REQUIRED ACTIONS.
A) According to the article about the Indian-born Edogawa Ward assembly member, in what year did Yogi first travel to Japan?
B) Decide whether each statement agrees with the article about the Indian-born Edogawa Ward assembly member. Answer yes or no for each, quoting the words of the article that settle it: (i) Yogi's first trip to Japan was in 1999. (ii) Yogi held management posts at Mizuho Bank. (iii) Yogi is the first elected public official in Japan from India.
C) Extend the article about the Indian-born Edogawa Ward assembly member, picking up right after its last sentence.

SOURCE TEXT.
* * * * *
Indian-born politician drives for unity in diversity of Tokyo ward

The Japan News
Yogendra Puranik, better known as Yogi, speaks about his daily workout at the Indian culture center that he manages in Edogawa Ward, Tokyo, in early April.

The first thing that came to Yogi’s mind, when asked about his initial impression of Japan upon arriving nearly 25 years ago, was his host mother’s driving skills.

“She took me to a department store, and she backed her car into the parking lot precisely on the first attempt,” Yogi said in fluent Japanese. “I thought ‘Wow.’ I still clearly remember it.”

That is how the 43-year-old assembly member of Tokyo’s Edogawa Ward — one of the few foreign-born elected public officials in Japan and the first from India — started a fascination with Japanese preciseness, meticulousness and discipline.

“As I stayed in Japan longer, I came to learn that Japanese people practice and work hard not only on their driving, but also to do other things right,” said Yogi, whose real name is Yogendra Puranik.

Yogi made his first trip to Japan in 1997 as a university student on a government exchange program. Visiting major Japanese cities with about 120 others from around the world, he became impressed with the cleanliness of Japan’s public spaces, the smoothness with which things run, and the politeness of the people.

“I fell in love with Japan,” he said.

Yogi came back in 1999 with a grant from the Japanese government to pursue his studies, then again on a more permanent basis in 2001 to work for an information technology company as an engineer.

After that, he shifted to the banking sector, serving in management posts at Mizuho Bank and other financial institutions. “By working at Japanese companies, I learned the Japanese way of organizing documents and managing schedules,” he said.

Not surprisingly, he leads a disciplined daily life in Japan. Every morning, he drinks a milk shake of fresh fruit mixed with spices such as ginger and turmeric and a raw egg. He also likes the common Japanese breakfast dish of tamagokake gohan (raw egg on rice).
* * * * *
INFORMATION GIVEN.
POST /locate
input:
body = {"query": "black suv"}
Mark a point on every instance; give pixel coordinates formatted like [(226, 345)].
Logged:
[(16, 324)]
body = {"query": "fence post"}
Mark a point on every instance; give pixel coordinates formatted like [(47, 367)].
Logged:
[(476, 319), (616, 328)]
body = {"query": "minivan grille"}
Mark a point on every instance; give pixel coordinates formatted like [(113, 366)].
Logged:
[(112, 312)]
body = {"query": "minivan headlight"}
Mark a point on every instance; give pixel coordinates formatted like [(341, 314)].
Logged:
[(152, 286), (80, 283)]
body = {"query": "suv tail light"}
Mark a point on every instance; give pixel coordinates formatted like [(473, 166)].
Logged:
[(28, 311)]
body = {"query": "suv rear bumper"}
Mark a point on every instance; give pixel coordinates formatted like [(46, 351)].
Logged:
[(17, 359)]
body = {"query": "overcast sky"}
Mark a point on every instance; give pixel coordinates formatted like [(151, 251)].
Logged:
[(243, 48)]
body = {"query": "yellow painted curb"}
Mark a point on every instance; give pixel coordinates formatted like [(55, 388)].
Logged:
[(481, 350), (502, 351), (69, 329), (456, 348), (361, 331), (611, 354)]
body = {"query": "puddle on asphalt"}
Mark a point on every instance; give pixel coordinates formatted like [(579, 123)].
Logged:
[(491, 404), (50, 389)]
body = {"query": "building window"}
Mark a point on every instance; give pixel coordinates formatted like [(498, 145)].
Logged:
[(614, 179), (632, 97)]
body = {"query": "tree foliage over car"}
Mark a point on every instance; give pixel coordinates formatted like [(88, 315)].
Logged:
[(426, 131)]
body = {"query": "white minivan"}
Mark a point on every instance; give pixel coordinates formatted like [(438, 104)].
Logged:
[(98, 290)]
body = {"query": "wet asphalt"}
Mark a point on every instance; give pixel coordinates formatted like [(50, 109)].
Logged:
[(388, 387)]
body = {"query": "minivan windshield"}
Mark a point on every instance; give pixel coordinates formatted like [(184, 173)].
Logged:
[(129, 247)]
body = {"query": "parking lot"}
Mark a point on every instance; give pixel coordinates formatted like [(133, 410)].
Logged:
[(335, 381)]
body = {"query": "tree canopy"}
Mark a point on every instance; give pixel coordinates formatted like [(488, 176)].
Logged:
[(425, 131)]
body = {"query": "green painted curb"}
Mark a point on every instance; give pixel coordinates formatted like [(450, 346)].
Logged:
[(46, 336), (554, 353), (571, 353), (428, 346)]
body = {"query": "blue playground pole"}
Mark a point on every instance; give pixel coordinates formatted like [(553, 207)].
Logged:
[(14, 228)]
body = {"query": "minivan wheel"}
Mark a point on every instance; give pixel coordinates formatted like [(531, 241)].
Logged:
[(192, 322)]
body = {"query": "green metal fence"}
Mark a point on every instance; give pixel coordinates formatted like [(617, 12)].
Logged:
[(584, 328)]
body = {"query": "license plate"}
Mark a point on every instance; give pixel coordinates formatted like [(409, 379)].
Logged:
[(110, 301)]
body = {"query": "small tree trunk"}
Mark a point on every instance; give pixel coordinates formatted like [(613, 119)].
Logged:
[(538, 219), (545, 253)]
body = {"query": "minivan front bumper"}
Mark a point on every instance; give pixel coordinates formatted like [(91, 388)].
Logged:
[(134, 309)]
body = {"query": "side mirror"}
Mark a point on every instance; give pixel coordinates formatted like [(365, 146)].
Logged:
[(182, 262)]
* * * * *
ANSWERS TO EACH TASK.
A) 1997, as a university student on a government exchange program.

B)
(i) No: "Yogi made his first trip to Japan in 1997 as a university student on a government exchange program."
(ii) Yes: "serving in management posts at Mizuho Bank and other financial institutions"
(iii) Yes: "one of the few foreign-born elected public officials in Japan and the first from India"

C)
“I was once hooked on tamagokake gohan. I couldn’t stop eating it,” he said with a laugh.

Aside from his assembly duties, Yogi keeps busy managing an Indian restaurant and Indian culture center, all the while working out three times a week in his home gym, constantly reading and learning new things, and keeping active in community events and volunteer activities.

He has become a familiar face in the neighborhood by taking on various community roles, such as serving as an executive of the local residents association, which now distributes information on garbage separation and other matters in various languages to avoid misunderstandings with foreign residents.

“They don’t mean to not follow the Japanese rules and manners,” Yogi said of foreign residents. “They just don’t know these rules.”

Such selfless dedication is based on a philosophy emphasizing a balance between body, mind and soul.

“To live a good life, we need to eat well and exercise for the body, study as much as possible to obtain wisdom for the mind, and be compassionate by contributing to society for the soul,” Yogi said.

It was only natural for him to come to others’ aid when the Tohoku region was devastated by the 2011 Great East Japan Earthquake, which he did by gathering friends and cooking Indian food for those affected in the region. And while many foreign residents left Japan in the wake of the disaster, Yogi decided to obtain Japanese citizenship.

“I never thought of leaving Japan,” he said. “I was connected to many people in Japan, so I felt I belonged here.”

His compassion and high-spirited character helped him win election to the Edogawa Ward Assembly in 2019. The ward is home to about 5,000 Indians, or more than 10% of the total Indian population in Japan. Following his victory, he said, “I want to be a bridge between Japanese and foreign residents.”

Yogi advocates the creation of an inclusive society in which people can mutually respect differences regardless of nationality, age, gender and culture, and cultivate a sense of unity.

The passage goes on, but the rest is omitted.